--- TEXT TO READ ---

[gmx-developers] RE: Gromacs on 48 core magny-cours AMDs

Alexey Shvetsov alexxy at omrb.pnpi.spb.ru
Sat Sep 17 21:44:23 CEST 2011


Hi all!
On Sat, 17 Sep 2011 12:04:41 -0700, Igor Leontyev wrote:
> Te problem with unstable gromacs performance still exists but there
> is some progress:
> 1) MPI version is unstable in runs using 48 cores per node, but
> STABLE with use of less then 48 cr/node.
> 2) MPI version is running well even on 180 cores distributed by 45
> per each of 4 nodes.
> 3) Threaded version has no problems on 48 core runs.
Yes there will be no problems with threaded version since it dont use 
ib hba
>
> - the cluster configuration is typical (not NUMA);
You are wrong here. Each your 48 cores machine has 4 numa nodes. One 
per cpu.
> - software: Gromacs 4.5.4; compiled by gcc4.4.6; CentOS 5.6 kernel
> 2.6.18-238.19.1.el5.
This kernel is too old to work correctly with such a new hardware. So 
you need newer kernel. Lets say something like >=2.6.38
> - the compilation used default math libraries and OpenMPI 1.4.3
> supporting InfiniBand
Did you use cpubindings and hwlocality for mpi process binding?
>
> Any idea why the use of all 48 cr/node results in unstable 
> performance ?
Its actualy very simple. I have similar hw. And with old kernels 
problem was the following:
1. They doesnt have good scheduler for numa systems. kernels >=2.6.36 
has good numa aware  scheduler
2. interrupts from ib hba may flood one of the cpus thats why you will 
have problems with old kernels. In kenrnels >=2.6.38 its solved
>
> Igor Leontyev
>
>> Igor wrote:
>> The issue might be related to configuration of our brand new cluster 
>> which
>> I am testing now. On this cluster the unstable behavior of gromacs 
>> is also
>> observed on Intel Xeon nodes. For gromacs installation I repeated 
>> all the
>> steps that I have previously done many times on 8-core dual-Xeon
>> workstation and have no problems. See bellow the compilation script.
>>
>> # 
>> =====================================================================
>> #
>> # path where to install
>> pth_install=/home/leontyev/programs/bin/gromacs/gromacs-4.5.4
>> # program name suffix
>> suff="_mpich1.4.3"

--- PROVIDED DATA ---

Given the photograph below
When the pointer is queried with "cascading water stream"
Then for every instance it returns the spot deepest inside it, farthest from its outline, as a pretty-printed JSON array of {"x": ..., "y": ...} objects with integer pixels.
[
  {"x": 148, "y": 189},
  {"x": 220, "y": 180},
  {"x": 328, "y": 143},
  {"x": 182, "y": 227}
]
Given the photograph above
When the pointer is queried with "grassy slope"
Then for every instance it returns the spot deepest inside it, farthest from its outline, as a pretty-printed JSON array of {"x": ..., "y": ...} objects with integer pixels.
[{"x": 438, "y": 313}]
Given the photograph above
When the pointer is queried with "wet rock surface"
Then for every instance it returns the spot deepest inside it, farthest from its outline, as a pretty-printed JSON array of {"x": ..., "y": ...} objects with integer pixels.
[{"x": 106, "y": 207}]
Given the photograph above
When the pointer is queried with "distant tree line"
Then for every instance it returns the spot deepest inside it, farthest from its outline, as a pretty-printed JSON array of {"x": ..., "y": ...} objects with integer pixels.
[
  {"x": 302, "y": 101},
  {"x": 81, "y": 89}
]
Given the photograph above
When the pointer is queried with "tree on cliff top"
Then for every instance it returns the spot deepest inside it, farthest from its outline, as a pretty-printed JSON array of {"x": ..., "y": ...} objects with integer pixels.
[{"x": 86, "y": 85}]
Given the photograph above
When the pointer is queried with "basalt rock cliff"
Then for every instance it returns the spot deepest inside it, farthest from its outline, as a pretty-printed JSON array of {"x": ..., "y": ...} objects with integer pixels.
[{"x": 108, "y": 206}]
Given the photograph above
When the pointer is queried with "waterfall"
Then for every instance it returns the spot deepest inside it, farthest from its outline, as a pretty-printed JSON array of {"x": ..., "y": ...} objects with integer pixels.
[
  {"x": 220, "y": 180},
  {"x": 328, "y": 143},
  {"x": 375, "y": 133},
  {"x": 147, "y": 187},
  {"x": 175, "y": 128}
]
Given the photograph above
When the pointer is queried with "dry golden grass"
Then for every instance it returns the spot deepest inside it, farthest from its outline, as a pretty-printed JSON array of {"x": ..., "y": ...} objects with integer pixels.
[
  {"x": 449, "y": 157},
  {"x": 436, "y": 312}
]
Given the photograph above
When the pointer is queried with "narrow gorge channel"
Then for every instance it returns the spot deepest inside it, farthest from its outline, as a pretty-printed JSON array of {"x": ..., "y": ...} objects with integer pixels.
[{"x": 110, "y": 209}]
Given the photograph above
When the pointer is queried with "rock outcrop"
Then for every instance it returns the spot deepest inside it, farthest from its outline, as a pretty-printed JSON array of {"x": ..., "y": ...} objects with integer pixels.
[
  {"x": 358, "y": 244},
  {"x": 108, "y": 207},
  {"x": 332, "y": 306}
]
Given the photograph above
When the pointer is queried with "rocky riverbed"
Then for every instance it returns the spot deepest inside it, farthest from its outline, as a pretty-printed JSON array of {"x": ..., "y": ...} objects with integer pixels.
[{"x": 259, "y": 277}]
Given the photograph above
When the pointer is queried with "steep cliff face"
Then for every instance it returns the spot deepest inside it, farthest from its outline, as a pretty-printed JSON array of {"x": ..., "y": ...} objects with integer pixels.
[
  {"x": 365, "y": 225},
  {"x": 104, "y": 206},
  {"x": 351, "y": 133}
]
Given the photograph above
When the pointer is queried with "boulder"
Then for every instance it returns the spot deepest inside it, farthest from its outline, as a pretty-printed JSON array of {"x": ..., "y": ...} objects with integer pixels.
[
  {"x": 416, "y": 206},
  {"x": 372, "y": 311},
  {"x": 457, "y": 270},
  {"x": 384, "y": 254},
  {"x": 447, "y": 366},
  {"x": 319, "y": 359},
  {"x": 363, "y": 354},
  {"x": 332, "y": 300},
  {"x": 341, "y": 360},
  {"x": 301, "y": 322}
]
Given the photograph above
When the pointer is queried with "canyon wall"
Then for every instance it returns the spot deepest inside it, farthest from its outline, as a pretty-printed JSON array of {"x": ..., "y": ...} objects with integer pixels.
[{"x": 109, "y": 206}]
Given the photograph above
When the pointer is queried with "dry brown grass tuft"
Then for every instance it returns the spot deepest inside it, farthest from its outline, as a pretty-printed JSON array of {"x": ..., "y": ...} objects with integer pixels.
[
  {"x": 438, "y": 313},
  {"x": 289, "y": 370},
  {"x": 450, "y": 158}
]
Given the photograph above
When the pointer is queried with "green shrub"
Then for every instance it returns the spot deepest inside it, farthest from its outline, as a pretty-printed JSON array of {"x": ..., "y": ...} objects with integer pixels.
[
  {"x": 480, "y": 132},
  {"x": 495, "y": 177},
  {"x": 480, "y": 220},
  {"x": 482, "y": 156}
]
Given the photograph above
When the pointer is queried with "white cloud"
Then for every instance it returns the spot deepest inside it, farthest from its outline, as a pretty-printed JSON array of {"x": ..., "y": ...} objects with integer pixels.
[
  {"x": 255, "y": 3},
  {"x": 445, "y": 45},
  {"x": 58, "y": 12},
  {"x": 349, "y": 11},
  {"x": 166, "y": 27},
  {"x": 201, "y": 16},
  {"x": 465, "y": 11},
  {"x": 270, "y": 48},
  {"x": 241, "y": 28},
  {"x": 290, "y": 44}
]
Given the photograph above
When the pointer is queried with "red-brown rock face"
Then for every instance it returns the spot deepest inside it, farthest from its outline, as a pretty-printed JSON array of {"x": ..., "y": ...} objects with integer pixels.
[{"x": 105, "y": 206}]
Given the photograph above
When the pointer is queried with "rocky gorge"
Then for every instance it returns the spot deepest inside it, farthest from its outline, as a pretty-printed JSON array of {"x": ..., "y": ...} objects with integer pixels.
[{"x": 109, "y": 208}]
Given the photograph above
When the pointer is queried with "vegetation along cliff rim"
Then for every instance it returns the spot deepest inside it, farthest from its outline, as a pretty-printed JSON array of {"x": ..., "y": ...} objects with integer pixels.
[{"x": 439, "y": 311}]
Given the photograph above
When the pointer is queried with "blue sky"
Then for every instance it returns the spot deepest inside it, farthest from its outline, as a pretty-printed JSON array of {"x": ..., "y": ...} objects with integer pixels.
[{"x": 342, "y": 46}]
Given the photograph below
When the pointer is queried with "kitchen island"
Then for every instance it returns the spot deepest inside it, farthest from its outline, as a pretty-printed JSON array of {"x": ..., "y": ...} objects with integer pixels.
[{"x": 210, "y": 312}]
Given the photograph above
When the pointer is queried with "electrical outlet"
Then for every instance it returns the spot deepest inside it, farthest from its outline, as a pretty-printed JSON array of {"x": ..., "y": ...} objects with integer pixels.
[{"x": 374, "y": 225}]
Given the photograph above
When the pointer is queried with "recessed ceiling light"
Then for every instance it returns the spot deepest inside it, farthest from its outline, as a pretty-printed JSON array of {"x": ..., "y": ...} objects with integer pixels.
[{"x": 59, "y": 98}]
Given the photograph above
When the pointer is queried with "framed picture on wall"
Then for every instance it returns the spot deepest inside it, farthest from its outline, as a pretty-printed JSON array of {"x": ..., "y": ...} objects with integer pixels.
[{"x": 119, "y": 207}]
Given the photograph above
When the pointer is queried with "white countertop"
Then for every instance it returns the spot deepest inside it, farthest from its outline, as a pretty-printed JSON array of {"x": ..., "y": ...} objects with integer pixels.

---

**REQUIRED TASKS**
1. Please summarize the Gromacs thread in two sentences.
2. According to the reply in the Gromacs thread, how many NUMA nodes does each 48-core machine have?

**RESPONSES**
1. Igor Leontyev reports that the MPI version of Gromacs 4.5.4 becomes unstable when all 48 cores per node are used, though it stays stable with fewer cores per node, and the threaded version has no problems on 48-core runs. Alexey Shvetsov replies that each 48-core machine has four NUMA nodes and that the 2.6.18 kernel is too old for such new hardware, because old kernels lack a good NUMA-aware scheduler and can let InfiniBand interrupts flood one CPU, so he recommends a kernel of 2.6.38 or newer.

2. Four, one per CPU.